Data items
■ ■ ■ ■

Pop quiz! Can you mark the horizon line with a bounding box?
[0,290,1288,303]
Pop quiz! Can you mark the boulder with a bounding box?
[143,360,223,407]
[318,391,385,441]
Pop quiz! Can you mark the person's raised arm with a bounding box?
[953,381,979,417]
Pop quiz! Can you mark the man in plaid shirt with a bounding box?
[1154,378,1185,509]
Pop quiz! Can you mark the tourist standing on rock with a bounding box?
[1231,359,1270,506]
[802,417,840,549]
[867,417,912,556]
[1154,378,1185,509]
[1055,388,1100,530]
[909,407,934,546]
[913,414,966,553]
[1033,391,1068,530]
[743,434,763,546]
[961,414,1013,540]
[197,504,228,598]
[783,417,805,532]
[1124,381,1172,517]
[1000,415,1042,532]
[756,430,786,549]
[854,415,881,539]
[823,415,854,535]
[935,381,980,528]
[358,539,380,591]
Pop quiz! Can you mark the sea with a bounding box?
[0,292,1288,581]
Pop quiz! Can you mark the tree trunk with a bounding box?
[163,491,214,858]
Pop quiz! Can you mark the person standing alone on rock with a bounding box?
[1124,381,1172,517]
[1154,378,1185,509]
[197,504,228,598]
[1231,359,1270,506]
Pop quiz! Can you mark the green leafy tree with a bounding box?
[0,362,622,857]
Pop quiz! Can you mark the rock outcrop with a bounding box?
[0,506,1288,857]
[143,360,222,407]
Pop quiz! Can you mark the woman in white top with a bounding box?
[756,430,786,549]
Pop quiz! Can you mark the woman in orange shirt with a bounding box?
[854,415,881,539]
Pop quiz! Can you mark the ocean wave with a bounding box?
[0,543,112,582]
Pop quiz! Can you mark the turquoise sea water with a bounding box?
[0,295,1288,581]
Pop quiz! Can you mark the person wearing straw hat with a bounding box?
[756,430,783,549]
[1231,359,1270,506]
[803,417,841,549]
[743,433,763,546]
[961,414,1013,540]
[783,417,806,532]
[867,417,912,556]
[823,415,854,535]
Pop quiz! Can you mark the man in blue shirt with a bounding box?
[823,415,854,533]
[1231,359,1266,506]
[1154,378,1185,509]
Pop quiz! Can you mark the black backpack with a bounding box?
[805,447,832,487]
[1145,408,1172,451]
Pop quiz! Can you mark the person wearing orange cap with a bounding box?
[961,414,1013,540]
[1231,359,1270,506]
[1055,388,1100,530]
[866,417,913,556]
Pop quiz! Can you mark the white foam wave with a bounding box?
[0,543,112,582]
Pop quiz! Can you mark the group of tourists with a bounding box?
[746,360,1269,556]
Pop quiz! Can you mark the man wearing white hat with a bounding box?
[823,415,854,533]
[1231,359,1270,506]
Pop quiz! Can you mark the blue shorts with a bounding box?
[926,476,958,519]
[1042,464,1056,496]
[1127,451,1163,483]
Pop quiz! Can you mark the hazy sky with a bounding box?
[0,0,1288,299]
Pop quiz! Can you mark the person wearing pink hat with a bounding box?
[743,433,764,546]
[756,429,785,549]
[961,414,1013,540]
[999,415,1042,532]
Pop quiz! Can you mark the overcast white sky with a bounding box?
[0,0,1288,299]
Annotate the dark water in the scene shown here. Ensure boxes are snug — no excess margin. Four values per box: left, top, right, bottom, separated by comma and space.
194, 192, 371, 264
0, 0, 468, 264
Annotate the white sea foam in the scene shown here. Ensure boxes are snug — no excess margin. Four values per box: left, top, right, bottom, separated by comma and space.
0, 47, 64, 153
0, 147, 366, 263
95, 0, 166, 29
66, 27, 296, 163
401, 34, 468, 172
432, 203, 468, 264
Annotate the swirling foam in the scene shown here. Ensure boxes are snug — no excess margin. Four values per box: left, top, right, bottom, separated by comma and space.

■ ■ ■ ■

Copy the records from the start through the line containing "[953,381,979,417]", inclusive, swapping "boulder" for "stone" and leaving everything else as it is.

Pop quiz! Can you mark the horizon line with a bounding box?
[0,290,1288,303]
Pop quiz! Can you mark the stone with a bounding box?
[143,360,223,407]
[318,391,385,441]
Pop quiz! Can you mark the person's raised arm with a bounding box?
[953,381,979,417]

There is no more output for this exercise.